=== Tasks for this exercise ===
**A.** Rewrite the stretch of the NVIDIA Carmel excerpt from "Here’s a wider" through "latest mobile chips.", replacing "Power efficiency" with "Energy efficiency".
**B.** The excerpt on NVIDIA's Carmel core says the AGX's power efficiency lags behind. Explain in one to three sentences why that result was expected.

───── Source excerpt

Here’s a wider performance comparison across SPEC2006 workloads among the most recent and important ARMv8 CPU microarchitectures:
Overall, NVIDIA’s Carmel core seems like a big step up for NVIDIA and their in-house microarchitecture. However when compared against most recent cores from the competition, we see the new core having trouble able to really distinguish itself in terms of performance. Power efficiency of the AGX also lags behind, however this is something that was to be expected given the fact that the Jetson AGX is not a power optimised platform, beyond the fact that the chip’s 12FFN manufacturing process is a generation or two behind the latest mobile chips.
The one aspect which we can’t quantize NVIDIA’s Carmel cores is its features: This is a shipping CPU with ASIL-C functional safety features that we have in our hands today. The only competition in this regard would be Arm’s new Cortex A76AE, which we won’t see in silicon for at least another year or more. When taking this into account, it could possibly make sense for NVIDIA to have gone with its in-house designs, however as Arm starts to offer more designs for this space I’m having a bit of a hard time seeing a path forward in following generations after Xavier, as competitively, the Carmel cores don’t position themselves too well.

──────────
───── Data listing

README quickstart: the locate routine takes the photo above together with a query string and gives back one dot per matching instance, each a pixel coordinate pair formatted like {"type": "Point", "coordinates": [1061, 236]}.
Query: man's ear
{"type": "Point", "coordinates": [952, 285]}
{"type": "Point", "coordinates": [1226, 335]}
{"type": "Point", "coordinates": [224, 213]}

──────────

=== Solutions to the problems ===
**A.**
Here’s a wider performance comparison across SPEC2006 workloads among the most recent and important ARMv8 CPU microarchitectures:
Overall, NVIDIA’s Carmel core seems like a big step up for NVIDIA and their in-house microarchitecture. However when compared against most recent cores from the competition, we see the new core having trouble able to really distinguish itself in terms of performance. Energy efficiency of the AGX also lags behind, however this is something that was to be expected given the fact that the Jetson AGX is not a power optimised platform, beyond the fact that the chip’s 12FFN manufacturing process is a generation or two behind the latest mobile chips.

**B.** The Jetson AGX is not a power-optimized platform. In addition, the chip's 12FFN manufacturing process is a generation or two behind the latest mobile chips.